=== Exercise aim ===
Only the lines with the string "subject" are needed; return each of them from the entries below.

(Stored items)
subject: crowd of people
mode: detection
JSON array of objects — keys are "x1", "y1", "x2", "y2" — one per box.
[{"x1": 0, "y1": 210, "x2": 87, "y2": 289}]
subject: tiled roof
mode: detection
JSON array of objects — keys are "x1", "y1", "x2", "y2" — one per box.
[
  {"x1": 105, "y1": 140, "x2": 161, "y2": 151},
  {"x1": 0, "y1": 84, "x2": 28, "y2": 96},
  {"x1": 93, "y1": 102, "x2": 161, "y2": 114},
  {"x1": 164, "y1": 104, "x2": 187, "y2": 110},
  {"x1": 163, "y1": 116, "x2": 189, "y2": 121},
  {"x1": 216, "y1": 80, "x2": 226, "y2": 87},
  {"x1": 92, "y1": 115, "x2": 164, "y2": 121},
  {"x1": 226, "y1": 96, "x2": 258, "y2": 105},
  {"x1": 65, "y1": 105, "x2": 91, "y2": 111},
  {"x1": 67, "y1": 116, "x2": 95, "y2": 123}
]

=== Output for this exercise ===
subject: crowd of people
subject: tiled roof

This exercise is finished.